▶ Given request:
Reproduce every one of the rows below verbatim, changing nothing.

▶ Stored items:

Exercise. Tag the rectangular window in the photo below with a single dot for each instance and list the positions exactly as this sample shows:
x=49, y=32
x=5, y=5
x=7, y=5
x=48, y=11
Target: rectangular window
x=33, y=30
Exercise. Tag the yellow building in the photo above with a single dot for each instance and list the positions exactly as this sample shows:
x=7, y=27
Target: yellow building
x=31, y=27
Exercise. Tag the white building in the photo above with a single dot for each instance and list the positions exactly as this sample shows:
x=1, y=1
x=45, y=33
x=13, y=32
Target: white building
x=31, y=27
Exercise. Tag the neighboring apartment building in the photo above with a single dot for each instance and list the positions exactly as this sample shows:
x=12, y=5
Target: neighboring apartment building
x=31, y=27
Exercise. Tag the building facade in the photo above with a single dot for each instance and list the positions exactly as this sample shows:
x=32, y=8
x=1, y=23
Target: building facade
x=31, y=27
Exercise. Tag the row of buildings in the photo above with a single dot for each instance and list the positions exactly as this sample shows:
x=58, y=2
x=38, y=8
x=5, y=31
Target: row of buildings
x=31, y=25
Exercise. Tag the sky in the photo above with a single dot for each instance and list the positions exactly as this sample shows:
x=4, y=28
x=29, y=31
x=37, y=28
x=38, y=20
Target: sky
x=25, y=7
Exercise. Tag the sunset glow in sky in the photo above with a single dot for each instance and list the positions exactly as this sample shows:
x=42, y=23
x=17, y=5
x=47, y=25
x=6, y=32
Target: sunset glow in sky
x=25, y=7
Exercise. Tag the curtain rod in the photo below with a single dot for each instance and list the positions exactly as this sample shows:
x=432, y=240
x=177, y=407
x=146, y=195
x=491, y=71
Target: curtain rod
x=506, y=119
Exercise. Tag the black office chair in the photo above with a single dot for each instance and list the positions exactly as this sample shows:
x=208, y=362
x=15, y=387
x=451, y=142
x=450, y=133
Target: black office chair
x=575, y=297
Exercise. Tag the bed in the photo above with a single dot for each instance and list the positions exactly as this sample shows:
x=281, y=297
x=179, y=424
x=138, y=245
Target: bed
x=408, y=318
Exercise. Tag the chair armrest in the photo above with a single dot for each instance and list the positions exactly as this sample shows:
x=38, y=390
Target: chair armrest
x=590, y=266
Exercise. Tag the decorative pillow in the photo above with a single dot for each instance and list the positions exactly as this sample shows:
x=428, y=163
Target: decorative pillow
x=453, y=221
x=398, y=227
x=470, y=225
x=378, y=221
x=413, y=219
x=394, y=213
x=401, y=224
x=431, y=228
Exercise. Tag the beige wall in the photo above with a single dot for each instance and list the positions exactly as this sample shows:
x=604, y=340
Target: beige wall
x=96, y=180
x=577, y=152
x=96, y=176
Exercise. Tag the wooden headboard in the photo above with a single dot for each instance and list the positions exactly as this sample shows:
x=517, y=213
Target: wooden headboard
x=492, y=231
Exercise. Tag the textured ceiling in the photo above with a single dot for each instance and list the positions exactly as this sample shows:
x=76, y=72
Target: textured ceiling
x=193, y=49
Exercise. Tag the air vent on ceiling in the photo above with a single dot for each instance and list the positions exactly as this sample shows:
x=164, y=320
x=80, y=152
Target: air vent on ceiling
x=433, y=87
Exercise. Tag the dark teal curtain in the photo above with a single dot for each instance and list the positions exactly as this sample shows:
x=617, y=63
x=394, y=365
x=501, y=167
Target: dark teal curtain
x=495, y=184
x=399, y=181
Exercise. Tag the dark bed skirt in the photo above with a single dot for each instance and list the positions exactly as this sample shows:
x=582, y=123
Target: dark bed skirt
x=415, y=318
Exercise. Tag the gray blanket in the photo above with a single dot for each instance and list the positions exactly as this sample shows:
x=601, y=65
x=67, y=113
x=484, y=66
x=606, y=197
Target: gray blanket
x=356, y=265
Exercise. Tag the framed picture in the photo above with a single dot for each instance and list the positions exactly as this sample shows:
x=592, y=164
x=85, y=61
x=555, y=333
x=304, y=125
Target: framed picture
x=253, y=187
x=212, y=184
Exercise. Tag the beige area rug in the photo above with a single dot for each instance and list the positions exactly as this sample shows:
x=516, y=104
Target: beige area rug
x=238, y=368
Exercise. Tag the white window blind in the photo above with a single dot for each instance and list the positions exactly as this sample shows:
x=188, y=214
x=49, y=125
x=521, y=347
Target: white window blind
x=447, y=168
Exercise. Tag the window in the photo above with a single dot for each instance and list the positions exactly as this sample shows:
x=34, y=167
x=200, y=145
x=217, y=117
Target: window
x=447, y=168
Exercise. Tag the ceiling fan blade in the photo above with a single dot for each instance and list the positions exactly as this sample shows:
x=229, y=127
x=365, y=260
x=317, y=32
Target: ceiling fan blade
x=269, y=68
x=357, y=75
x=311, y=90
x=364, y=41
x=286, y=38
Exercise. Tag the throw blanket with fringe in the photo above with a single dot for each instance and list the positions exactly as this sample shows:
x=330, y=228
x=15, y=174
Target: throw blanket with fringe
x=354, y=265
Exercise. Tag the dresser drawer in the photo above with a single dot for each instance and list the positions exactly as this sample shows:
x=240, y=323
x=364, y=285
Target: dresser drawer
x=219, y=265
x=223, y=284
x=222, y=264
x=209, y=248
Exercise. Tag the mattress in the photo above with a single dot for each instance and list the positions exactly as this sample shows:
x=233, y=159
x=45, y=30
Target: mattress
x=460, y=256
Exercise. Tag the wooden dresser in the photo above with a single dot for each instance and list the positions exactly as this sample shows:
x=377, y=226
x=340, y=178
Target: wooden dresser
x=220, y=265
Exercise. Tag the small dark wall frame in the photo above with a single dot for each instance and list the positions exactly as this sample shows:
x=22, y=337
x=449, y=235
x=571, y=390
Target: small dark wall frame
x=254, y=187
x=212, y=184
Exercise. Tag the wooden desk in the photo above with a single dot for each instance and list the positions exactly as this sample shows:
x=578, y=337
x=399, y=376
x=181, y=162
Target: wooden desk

▶ Result for this exercise:
Exercise. Tag the rectangular window in the photo below with a single dot for each instance and list the positions exactly as this sample shows:
x=49, y=32
x=5, y=5
x=7, y=5
x=48, y=11
Target: rectangular window
x=33, y=30
Exercise. Tag the yellow building in the photo above with a single dot for each instance and list the positions exactly as this sample shows:
x=7, y=27
Target: yellow building
x=31, y=27
Exercise. Tag the white building in the photo above with a single dot for each instance and list the positions exactly as this sample shows:
x=1, y=1
x=45, y=33
x=13, y=32
Target: white building
x=31, y=27
Exercise. Tag the neighboring apartment building in the photo above with a single dot for each instance and list the positions exactly as this sample shows:
x=12, y=5
Target: neighboring apartment building
x=31, y=27
Exercise. Tag the building facade in the photo above with a single dot for each instance and list the positions exactly as this sample shows:
x=32, y=8
x=1, y=23
Target: building facade
x=31, y=27
Exercise. Tag the row of buildings in the photo above with a single dot for each instance and list the positions exactly as this sample shows:
x=58, y=2
x=38, y=8
x=5, y=31
Target: row of buildings
x=31, y=25
Exercise. Tag the sky in the photo above with a single dot for each instance and list the positions exactly as this sample shows:
x=4, y=28
x=29, y=31
x=37, y=28
x=38, y=20
Target: sky
x=25, y=7
Exercise. Tag the sunset glow in sky in the photo above with a single dot for each instance and list the positions exactly as this sample shows:
x=42, y=23
x=17, y=5
x=47, y=25
x=6, y=32
Target: sunset glow in sky
x=25, y=7
Exercise. Tag the curtain rod in the photo below with a single dot for each instance and list the positions exactly as this sample shows:
x=432, y=240
x=177, y=407
x=146, y=195
x=491, y=71
Target: curtain rod
x=506, y=119
Exercise. Tag the black office chair in the photo above with a single dot for each instance and list the positions exactly as this sample shows:
x=208, y=362
x=15, y=387
x=451, y=142
x=450, y=133
Target: black office chair
x=575, y=297
Exercise. Tag the bed in the photo above with a single dot for each instance and list the positions exactly as this sample shows:
x=281, y=297
x=179, y=424
x=138, y=245
Target: bed
x=408, y=318
Exercise. Tag the chair armrest in the photo above with a single dot for each instance and list the positions exactly as this sample shows:
x=38, y=390
Target: chair armrest
x=590, y=266
Exercise. Tag the decorative pillow in the photo above with a single dot for each instance and list the positions exactly as this sample shows:
x=428, y=163
Target: decorative pillow
x=453, y=221
x=398, y=227
x=470, y=225
x=378, y=221
x=413, y=219
x=394, y=213
x=401, y=224
x=431, y=228
Exercise. Tag the beige wall in the photo above with a single dot for each instance and list the positions exactly as this sample shows:
x=604, y=340
Target: beige wall
x=96, y=180
x=577, y=152
x=96, y=176
Exercise. Tag the wooden headboard in the photo above with a single dot for each instance and list the positions exactly as this sample shows:
x=517, y=213
Target: wooden headboard
x=492, y=231
Exercise. Tag the textured ceiling in the photo above with a single dot for each instance and list the positions exactly as this sample shows:
x=76, y=72
Target: textured ceiling
x=193, y=49
Exercise. Tag the air vent on ceiling in the photo above with a single dot for each instance and list the positions exactly as this sample shows:
x=164, y=320
x=80, y=152
Target: air vent on ceiling
x=433, y=87
Exercise. Tag the dark teal curtain in the photo above with a single dot for each instance and list the positions exactly as this sample shows:
x=617, y=63
x=394, y=365
x=501, y=167
Target: dark teal curtain
x=495, y=184
x=399, y=181
Exercise. Tag the dark bed skirt in the photo above with a single dot for each instance and list the positions exactly as this sample shows:
x=582, y=123
Target: dark bed skirt
x=415, y=318
Exercise. Tag the gray blanket in the photo above with a single dot for each instance and list the positions exactly as this sample shows:
x=601, y=65
x=67, y=113
x=484, y=66
x=606, y=197
Target: gray blanket
x=356, y=265
Exercise. Tag the framed picture in the photo above with a single dot for each instance and list the positions exactly as this sample shows:
x=592, y=164
x=85, y=61
x=555, y=333
x=304, y=125
Target: framed picture
x=253, y=187
x=212, y=184
Exercise. Tag the beige area rug in the photo above with a single dot for each instance and list the positions exactly as this sample shows:
x=516, y=104
Target: beige area rug
x=238, y=368
Exercise. Tag the white window blind in the photo above with a single dot for each instance and list the positions exactly as this sample shows:
x=188, y=214
x=49, y=125
x=521, y=347
Target: white window blind
x=447, y=168
Exercise. Tag the window in the photo above with a single dot for each instance and list the positions exactly as this sample shows:
x=34, y=167
x=200, y=145
x=217, y=117
Target: window
x=447, y=168
Exercise. Tag the ceiling fan blade in the photo above with a single dot for each instance and list the positions exactly as this sample shows:
x=229, y=127
x=365, y=260
x=317, y=32
Target: ceiling fan blade
x=269, y=68
x=357, y=75
x=311, y=90
x=364, y=41
x=286, y=38
Exercise. Tag the throw blanket with fringe in the photo above with a single dot for each instance and list the positions exactly as this sample shows:
x=330, y=228
x=15, y=174
Target: throw blanket with fringe
x=354, y=265
Exercise. Tag the dresser drawer in the photo above with a single dot for each instance and list the positions exactly as this sample shows:
x=240, y=323
x=364, y=285
Target: dresser drawer
x=219, y=265
x=223, y=284
x=222, y=264
x=209, y=248
Exercise. Tag the mattress in the photo above with a single dot for each instance and list the positions exactly as this sample shows:
x=233, y=159
x=45, y=30
Target: mattress
x=460, y=256
Exercise. Tag the wooden dresser in the photo above with a single dot for each instance and list the positions exactly as this sample shows:
x=377, y=226
x=340, y=178
Target: wooden dresser
x=220, y=265
Exercise. Tag the small dark wall frame in the photo above with a single dot for each instance and list the positions exactly as this sample shows:
x=22, y=337
x=449, y=235
x=571, y=390
Target: small dark wall frame
x=254, y=187
x=212, y=184
Exercise. Tag the wooden desk in the photo above with a single dot for each instance and list the positions exactly as this sample shows:
x=578, y=337
x=399, y=376
x=181, y=162
Target: wooden desk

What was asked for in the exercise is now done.